*Short task:* Write out the data below word for word, from its first line up to and including the line containing "x=402, y=196". Leave the pictures out.

*Data for processing:*
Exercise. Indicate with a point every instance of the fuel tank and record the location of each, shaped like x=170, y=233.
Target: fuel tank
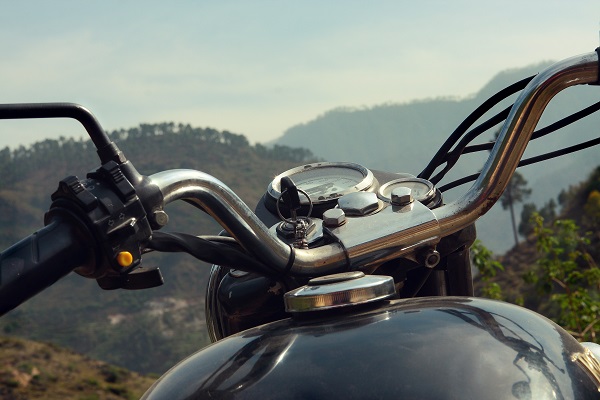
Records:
x=425, y=348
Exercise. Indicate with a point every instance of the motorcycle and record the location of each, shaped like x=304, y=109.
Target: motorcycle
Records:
x=342, y=283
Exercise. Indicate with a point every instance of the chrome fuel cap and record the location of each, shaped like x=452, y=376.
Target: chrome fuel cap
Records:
x=339, y=290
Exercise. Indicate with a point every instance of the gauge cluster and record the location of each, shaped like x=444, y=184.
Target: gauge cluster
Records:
x=325, y=183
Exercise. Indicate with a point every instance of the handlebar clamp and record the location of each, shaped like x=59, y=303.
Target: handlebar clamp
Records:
x=108, y=205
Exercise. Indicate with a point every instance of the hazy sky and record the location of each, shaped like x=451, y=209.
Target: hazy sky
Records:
x=260, y=67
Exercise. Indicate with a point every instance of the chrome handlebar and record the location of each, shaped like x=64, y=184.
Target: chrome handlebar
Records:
x=363, y=242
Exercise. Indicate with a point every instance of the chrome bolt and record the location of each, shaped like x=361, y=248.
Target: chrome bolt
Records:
x=334, y=217
x=402, y=196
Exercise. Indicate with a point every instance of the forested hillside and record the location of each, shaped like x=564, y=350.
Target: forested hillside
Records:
x=554, y=271
x=403, y=138
x=150, y=330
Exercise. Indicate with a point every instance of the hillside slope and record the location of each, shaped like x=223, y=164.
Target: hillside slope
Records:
x=403, y=137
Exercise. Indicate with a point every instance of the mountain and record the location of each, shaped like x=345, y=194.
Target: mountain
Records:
x=148, y=330
x=403, y=137
x=34, y=370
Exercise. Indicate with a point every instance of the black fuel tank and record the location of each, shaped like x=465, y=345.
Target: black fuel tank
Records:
x=427, y=348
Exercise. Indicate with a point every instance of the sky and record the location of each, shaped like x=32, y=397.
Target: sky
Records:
x=260, y=67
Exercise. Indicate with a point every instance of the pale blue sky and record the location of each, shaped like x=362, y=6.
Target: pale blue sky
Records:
x=260, y=67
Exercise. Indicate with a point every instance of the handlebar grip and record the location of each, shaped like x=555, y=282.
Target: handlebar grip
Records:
x=41, y=259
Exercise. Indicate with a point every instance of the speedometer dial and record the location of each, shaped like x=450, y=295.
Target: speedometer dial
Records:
x=323, y=183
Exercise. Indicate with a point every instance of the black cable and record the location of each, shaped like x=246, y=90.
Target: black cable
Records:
x=452, y=157
x=470, y=120
x=544, y=131
x=221, y=251
x=531, y=160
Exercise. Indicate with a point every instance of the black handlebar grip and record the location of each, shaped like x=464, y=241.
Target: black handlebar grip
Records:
x=38, y=261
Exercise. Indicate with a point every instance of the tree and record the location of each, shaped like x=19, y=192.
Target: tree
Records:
x=568, y=272
x=525, y=227
x=516, y=192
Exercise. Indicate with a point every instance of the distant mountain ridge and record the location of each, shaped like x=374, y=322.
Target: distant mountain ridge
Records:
x=403, y=137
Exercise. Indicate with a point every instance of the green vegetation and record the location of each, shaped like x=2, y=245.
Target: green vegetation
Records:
x=559, y=275
x=33, y=370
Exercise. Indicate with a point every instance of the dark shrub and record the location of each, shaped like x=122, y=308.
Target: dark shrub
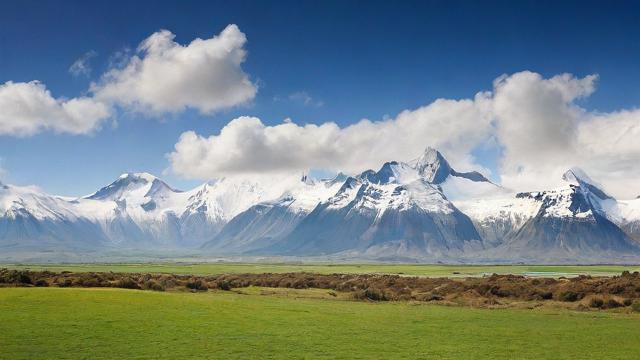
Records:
x=224, y=285
x=545, y=295
x=612, y=304
x=596, y=303
x=42, y=283
x=197, y=285
x=375, y=294
x=24, y=278
x=153, y=285
x=569, y=296
x=65, y=282
x=127, y=283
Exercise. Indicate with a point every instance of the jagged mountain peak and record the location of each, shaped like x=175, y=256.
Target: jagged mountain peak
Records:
x=391, y=172
x=577, y=177
x=432, y=166
x=130, y=182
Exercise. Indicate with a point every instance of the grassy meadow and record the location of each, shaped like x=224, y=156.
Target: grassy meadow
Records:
x=403, y=269
x=73, y=323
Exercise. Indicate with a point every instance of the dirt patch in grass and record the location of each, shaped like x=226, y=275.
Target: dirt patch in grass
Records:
x=489, y=291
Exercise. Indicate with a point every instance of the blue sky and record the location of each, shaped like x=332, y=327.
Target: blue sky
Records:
x=312, y=62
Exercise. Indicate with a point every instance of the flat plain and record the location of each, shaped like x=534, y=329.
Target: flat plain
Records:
x=321, y=268
x=46, y=323
x=276, y=323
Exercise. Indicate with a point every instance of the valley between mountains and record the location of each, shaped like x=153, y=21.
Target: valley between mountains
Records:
x=421, y=210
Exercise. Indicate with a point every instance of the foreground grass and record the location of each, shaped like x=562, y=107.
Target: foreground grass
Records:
x=405, y=269
x=113, y=323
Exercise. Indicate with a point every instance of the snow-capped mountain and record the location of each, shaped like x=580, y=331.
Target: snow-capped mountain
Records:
x=420, y=210
x=265, y=223
x=435, y=169
x=389, y=213
x=574, y=223
x=29, y=218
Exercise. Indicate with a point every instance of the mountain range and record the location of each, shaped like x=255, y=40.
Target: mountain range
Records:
x=420, y=210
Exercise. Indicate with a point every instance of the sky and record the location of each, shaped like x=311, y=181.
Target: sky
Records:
x=192, y=91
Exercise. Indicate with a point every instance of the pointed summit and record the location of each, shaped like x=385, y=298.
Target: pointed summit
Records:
x=432, y=166
x=128, y=182
x=577, y=177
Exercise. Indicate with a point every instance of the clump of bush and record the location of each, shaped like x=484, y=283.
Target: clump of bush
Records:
x=41, y=283
x=569, y=296
x=127, y=283
x=596, y=302
x=370, y=294
x=197, y=285
x=153, y=285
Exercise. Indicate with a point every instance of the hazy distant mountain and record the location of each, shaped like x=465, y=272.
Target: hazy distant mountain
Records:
x=420, y=210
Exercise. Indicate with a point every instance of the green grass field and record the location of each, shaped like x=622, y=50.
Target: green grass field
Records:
x=406, y=269
x=61, y=323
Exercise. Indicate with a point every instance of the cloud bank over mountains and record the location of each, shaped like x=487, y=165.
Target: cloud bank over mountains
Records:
x=535, y=122
x=163, y=76
x=168, y=77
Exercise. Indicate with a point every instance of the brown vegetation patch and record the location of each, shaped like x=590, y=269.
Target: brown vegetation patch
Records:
x=494, y=290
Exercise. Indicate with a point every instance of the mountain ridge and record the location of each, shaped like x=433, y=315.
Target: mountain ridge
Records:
x=422, y=210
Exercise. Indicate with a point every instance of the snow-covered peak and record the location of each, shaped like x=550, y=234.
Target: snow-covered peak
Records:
x=391, y=172
x=432, y=166
x=138, y=176
x=577, y=177
x=132, y=184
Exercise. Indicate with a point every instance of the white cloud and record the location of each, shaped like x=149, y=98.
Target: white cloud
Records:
x=165, y=76
x=82, y=65
x=28, y=108
x=245, y=145
x=536, y=122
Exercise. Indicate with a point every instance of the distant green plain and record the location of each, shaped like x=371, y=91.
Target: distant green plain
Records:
x=403, y=269
x=73, y=323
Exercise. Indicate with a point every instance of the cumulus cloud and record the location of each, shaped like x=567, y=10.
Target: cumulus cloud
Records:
x=539, y=128
x=28, y=108
x=246, y=145
x=164, y=76
x=82, y=66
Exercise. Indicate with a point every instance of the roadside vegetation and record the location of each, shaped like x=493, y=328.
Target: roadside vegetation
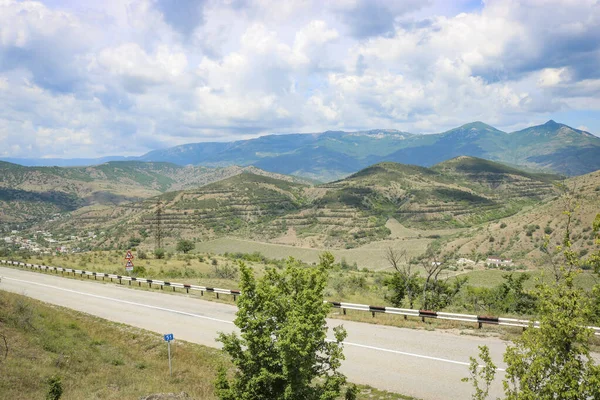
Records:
x=553, y=361
x=52, y=352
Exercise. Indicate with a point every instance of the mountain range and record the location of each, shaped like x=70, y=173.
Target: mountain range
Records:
x=31, y=194
x=551, y=147
x=461, y=192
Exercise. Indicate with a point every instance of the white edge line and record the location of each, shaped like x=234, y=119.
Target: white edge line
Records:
x=231, y=323
x=123, y=301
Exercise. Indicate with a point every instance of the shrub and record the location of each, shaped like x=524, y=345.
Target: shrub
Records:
x=54, y=388
x=159, y=254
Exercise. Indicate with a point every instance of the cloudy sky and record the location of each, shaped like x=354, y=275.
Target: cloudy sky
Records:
x=120, y=77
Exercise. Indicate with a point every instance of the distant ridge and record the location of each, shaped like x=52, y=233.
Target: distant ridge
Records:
x=551, y=147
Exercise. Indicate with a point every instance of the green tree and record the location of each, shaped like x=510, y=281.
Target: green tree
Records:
x=185, y=246
x=404, y=283
x=159, y=254
x=283, y=352
x=553, y=361
x=54, y=390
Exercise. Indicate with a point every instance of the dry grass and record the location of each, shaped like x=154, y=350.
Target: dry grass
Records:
x=371, y=256
x=98, y=359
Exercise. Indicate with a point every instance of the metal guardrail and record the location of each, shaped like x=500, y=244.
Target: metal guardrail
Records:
x=122, y=278
x=407, y=312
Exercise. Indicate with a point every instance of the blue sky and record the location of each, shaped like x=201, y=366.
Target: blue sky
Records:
x=119, y=77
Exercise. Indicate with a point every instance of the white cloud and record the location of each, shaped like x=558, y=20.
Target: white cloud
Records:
x=137, y=72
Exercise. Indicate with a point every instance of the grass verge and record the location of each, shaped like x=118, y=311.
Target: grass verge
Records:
x=98, y=359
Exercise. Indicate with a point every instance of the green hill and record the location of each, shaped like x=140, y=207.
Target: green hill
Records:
x=522, y=235
x=347, y=213
x=33, y=194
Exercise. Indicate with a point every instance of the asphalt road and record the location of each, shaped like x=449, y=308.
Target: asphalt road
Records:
x=419, y=363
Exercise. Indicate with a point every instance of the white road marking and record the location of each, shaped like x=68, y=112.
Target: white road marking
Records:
x=123, y=301
x=231, y=323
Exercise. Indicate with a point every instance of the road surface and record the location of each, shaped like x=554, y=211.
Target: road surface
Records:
x=424, y=364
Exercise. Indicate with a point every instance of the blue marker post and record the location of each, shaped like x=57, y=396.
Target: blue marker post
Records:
x=168, y=337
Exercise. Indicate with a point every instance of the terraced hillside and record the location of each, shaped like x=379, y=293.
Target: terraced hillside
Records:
x=459, y=193
x=230, y=205
x=522, y=235
x=33, y=194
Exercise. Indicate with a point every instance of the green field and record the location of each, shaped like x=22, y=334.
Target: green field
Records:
x=371, y=256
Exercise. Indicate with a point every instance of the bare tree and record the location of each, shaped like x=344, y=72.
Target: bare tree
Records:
x=560, y=261
x=395, y=258
x=433, y=264
x=398, y=259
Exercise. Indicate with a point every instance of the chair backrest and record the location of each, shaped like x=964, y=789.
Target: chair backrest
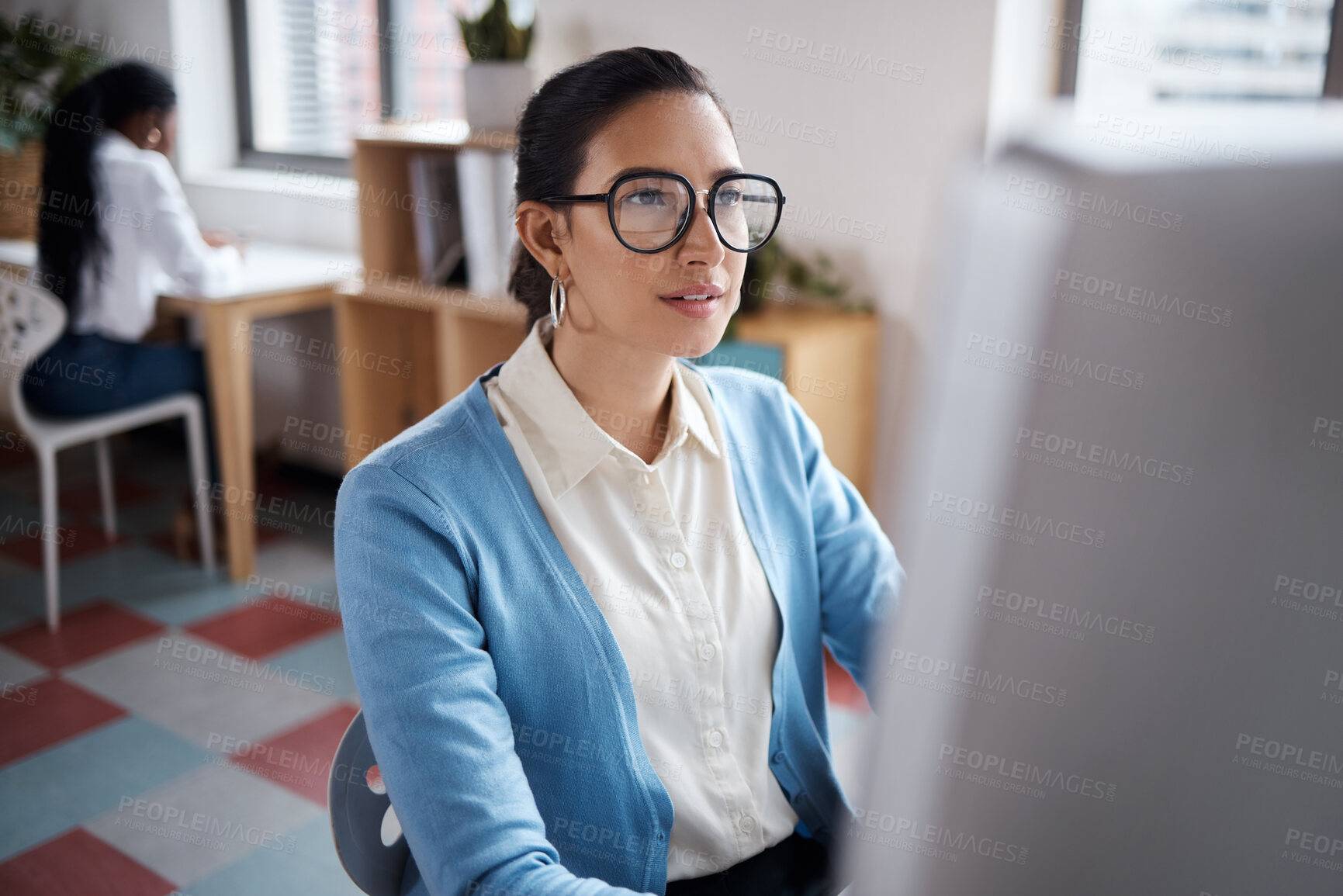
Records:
x=31, y=319
x=369, y=837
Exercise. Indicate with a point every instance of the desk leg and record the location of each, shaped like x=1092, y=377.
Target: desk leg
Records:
x=231, y=394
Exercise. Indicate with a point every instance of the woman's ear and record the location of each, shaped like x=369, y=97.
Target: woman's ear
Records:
x=540, y=229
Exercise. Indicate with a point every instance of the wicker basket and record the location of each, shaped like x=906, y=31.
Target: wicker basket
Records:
x=20, y=182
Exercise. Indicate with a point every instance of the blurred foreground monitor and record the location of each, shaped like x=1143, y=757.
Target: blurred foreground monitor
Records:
x=1116, y=670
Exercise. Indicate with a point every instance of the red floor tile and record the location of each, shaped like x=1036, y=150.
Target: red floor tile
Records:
x=261, y=629
x=78, y=864
x=299, y=759
x=71, y=541
x=85, y=633
x=841, y=688
x=44, y=712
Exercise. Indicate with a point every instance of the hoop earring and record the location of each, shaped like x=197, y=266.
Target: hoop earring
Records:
x=556, y=317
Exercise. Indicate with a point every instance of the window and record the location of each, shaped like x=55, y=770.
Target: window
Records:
x=1139, y=53
x=312, y=73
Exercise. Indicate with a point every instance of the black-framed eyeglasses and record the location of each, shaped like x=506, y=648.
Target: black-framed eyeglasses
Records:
x=650, y=211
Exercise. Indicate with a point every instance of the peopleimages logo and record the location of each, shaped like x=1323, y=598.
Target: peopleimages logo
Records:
x=1141, y=297
x=995, y=683
x=1044, y=365
x=1014, y=776
x=933, y=840
x=1088, y=202
x=1088, y=458
x=1051, y=617
x=1008, y=523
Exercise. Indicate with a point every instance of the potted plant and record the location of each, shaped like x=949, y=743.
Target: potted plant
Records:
x=777, y=277
x=497, y=81
x=36, y=71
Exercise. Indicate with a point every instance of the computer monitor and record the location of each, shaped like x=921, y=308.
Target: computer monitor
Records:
x=1118, y=668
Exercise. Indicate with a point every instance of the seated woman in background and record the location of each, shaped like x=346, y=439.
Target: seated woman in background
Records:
x=115, y=231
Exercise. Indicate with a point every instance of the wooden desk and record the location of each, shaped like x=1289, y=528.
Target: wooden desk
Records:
x=277, y=280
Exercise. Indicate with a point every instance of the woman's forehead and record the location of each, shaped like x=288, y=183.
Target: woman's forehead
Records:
x=685, y=133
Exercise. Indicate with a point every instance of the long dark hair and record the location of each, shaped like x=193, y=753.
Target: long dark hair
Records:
x=69, y=229
x=560, y=119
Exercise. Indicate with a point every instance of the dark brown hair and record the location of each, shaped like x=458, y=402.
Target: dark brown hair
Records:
x=560, y=121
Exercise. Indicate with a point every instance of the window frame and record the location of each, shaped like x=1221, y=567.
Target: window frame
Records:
x=247, y=154
x=1067, y=85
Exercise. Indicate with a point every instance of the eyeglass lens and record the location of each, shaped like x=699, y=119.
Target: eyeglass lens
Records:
x=649, y=211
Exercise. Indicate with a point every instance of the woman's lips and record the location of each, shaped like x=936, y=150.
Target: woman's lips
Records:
x=696, y=290
x=694, y=306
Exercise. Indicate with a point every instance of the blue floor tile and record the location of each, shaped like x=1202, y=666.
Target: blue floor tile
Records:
x=312, y=870
x=324, y=656
x=66, y=785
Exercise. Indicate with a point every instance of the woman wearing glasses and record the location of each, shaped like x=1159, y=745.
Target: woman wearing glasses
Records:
x=586, y=600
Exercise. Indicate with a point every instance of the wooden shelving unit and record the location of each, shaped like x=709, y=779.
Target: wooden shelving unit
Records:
x=441, y=337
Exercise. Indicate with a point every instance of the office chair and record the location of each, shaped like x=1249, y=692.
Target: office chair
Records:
x=369, y=835
x=31, y=320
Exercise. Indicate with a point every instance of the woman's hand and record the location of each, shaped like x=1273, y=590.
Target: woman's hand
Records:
x=218, y=238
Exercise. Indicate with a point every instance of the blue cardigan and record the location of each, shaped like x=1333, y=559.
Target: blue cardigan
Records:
x=497, y=701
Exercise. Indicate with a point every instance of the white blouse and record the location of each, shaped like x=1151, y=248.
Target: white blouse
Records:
x=152, y=242
x=666, y=556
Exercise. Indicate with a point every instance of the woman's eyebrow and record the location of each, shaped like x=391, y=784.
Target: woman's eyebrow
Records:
x=649, y=170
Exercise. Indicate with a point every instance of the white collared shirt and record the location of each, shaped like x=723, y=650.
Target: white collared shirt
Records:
x=665, y=554
x=152, y=238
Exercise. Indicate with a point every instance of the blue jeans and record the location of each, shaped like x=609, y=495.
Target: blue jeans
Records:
x=88, y=374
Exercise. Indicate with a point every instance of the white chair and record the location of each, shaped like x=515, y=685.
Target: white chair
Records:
x=31, y=321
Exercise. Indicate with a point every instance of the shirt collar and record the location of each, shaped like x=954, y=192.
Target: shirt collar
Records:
x=563, y=437
x=116, y=140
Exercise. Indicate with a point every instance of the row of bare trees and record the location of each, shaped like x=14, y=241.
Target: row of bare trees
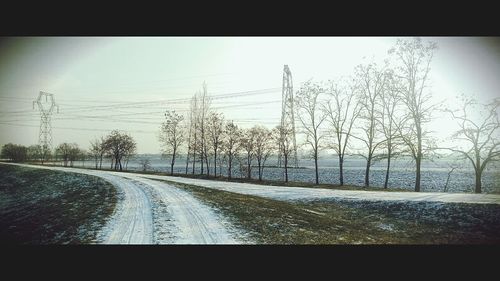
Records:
x=380, y=112
x=117, y=146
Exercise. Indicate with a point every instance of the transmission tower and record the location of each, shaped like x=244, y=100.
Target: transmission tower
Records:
x=46, y=109
x=287, y=115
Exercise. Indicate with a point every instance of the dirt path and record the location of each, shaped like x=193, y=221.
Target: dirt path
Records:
x=184, y=220
x=297, y=193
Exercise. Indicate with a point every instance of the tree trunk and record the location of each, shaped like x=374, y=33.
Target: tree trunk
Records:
x=260, y=170
x=172, y=163
x=201, y=158
x=386, y=182
x=417, y=176
x=478, y=181
x=341, y=170
x=215, y=163
x=316, y=165
x=187, y=161
x=286, y=169
x=367, y=172
x=249, y=172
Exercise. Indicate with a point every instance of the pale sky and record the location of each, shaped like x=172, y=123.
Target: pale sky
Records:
x=126, y=83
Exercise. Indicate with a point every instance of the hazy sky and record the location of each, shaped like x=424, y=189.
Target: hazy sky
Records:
x=126, y=83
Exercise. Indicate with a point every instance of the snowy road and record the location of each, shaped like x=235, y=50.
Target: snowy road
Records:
x=298, y=193
x=179, y=219
x=154, y=212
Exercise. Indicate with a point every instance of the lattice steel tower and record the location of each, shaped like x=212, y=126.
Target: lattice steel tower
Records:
x=46, y=110
x=287, y=115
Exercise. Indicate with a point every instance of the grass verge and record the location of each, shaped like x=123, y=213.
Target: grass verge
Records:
x=40, y=206
x=349, y=222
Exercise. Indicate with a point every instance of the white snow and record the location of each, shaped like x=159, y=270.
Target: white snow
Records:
x=188, y=221
x=302, y=193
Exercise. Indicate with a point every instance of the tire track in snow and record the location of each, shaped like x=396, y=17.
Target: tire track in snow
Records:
x=187, y=221
x=195, y=222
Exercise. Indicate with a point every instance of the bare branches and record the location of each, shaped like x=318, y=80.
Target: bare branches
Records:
x=172, y=136
x=481, y=134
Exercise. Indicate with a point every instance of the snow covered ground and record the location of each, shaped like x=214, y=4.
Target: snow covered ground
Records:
x=154, y=212
x=301, y=193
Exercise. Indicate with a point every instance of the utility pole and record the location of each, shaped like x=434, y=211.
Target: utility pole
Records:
x=46, y=109
x=287, y=114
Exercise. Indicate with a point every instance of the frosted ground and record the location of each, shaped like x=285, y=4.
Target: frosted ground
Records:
x=402, y=175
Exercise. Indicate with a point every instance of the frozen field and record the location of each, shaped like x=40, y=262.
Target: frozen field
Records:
x=402, y=175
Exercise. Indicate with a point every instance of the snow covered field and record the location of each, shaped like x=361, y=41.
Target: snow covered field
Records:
x=187, y=220
x=402, y=175
x=156, y=212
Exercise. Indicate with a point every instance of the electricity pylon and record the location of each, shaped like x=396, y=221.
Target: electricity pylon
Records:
x=45, y=135
x=287, y=116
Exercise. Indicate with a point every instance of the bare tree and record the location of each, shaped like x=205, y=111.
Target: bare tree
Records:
x=14, y=152
x=232, y=143
x=97, y=150
x=172, y=136
x=247, y=143
x=46, y=153
x=388, y=122
x=371, y=81
x=263, y=146
x=119, y=145
x=74, y=153
x=65, y=150
x=342, y=110
x=479, y=137
x=284, y=138
x=215, y=131
x=204, y=109
x=414, y=60
x=192, y=140
x=311, y=118
x=35, y=153
x=145, y=164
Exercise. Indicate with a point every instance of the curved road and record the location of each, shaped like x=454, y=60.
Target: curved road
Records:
x=153, y=212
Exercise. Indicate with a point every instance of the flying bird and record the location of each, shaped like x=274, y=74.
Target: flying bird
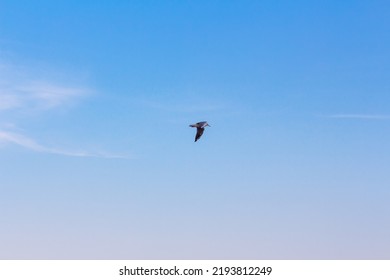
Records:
x=199, y=129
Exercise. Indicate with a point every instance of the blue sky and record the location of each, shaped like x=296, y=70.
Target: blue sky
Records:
x=97, y=160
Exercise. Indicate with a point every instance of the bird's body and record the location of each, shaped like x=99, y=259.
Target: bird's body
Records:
x=199, y=129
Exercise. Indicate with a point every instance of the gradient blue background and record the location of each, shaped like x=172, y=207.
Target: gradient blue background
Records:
x=97, y=160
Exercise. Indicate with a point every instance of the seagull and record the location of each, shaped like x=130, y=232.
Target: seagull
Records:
x=199, y=129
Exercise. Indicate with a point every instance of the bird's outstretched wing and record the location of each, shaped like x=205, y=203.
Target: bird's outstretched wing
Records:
x=199, y=132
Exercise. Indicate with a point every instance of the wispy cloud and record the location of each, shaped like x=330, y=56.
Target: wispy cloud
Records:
x=22, y=91
x=7, y=137
x=360, y=116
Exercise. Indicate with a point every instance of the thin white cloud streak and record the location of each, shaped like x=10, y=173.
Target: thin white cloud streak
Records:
x=23, y=91
x=360, y=116
x=28, y=143
x=37, y=96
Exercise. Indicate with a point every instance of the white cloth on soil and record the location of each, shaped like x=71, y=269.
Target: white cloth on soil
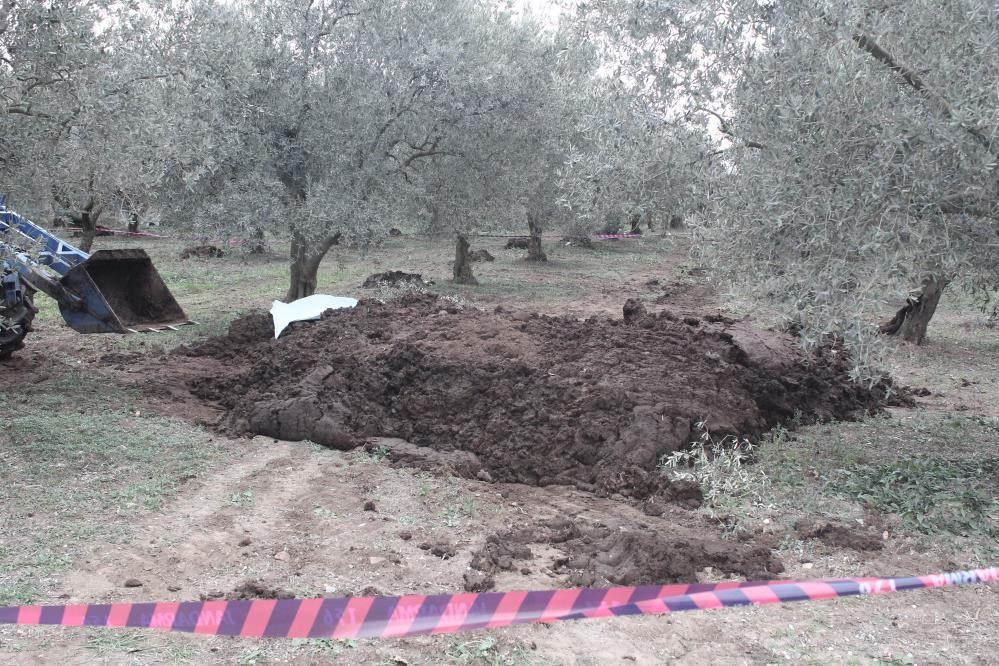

*Output of the task:*
Exercise. Indicate with a point every instance of the fuel tank and record the location of each, shaped like x=170, y=233.
Target: fuel tank
Records:
x=425, y=348
Exercise. Indicate with a point every instance of the motorcycle and record the location of each, shaped like x=304, y=109.
Target: motorcycle
Records:
x=342, y=283
Exercise. Indicate with a point every instance of the chrome fuel cap and record the location of each, shaped like x=452, y=376.
Target: chrome fuel cap
Records:
x=339, y=290
Exercise. Indicate with a point every instance of the gauge cluster and record the location of each, shaped like x=444, y=184.
Target: gauge cluster
Records:
x=325, y=183
Exercise. Indicate with a point every instance of the handlebar clamp and record the location of each, shaped like x=59, y=303.
Target: handlebar clamp
Records:
x=108, y=205
Exercise. Indicate with a point every instance of the hazy sky and record the location of each, shaped like x=451, y=209.
Target: hazy sky
Records:
x=260, y=67
Exercise. Indicate with a point every instance of the chrome handlebar and record the location of each, shaped like x=64, y=184.
Target: chrome handlebar
Records:
x=363, y=242
Exercise. Indicate with a point every instance of the chrome bolt and record the location of each, shaped like x=361, y=248.
Target: chrome bolt
Records:
x=334, y=217
x=402, y=196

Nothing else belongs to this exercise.